Work request: Copy the records that follow exactly, leaving nothing out.

*** Opening Working data ***

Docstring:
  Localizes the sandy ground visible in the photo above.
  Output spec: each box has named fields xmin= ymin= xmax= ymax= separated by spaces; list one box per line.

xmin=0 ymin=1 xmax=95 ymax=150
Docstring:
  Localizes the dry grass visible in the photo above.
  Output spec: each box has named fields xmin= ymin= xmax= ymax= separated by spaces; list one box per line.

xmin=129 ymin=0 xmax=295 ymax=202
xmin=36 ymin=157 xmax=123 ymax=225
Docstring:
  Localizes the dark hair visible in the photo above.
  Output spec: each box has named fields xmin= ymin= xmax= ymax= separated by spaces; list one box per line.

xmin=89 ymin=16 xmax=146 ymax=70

*** Closing Working data ***

Answer for the task:
Docstring:
  Localizes the sandy ground visible in the photo above.
  Output spec: each box has named fields xmin= ymin= xmax= ymax= separated by spaces; list one box per line.

xmin=0 ymin=1 xmax=95 ymax=150
Docstring:
  Localizes the dry grass visible in the photo above.
  Output spec: each box has named fields xmin= ymin= xmax= ymax= separated by spaces; list one box per line.

xmin=129 ymin=0 xmax=295 ymax=202
xmin=36 ymin=157 xmax=123 ymax=225
Docstring:
  Localizes the dark hair visible in the photo above.
  Output spec: each box has named fields xmin= ymin= xmax= ymax= separated by spaces; list one box per line.

xmin=89 ymin=16 xmax=146 ymax=70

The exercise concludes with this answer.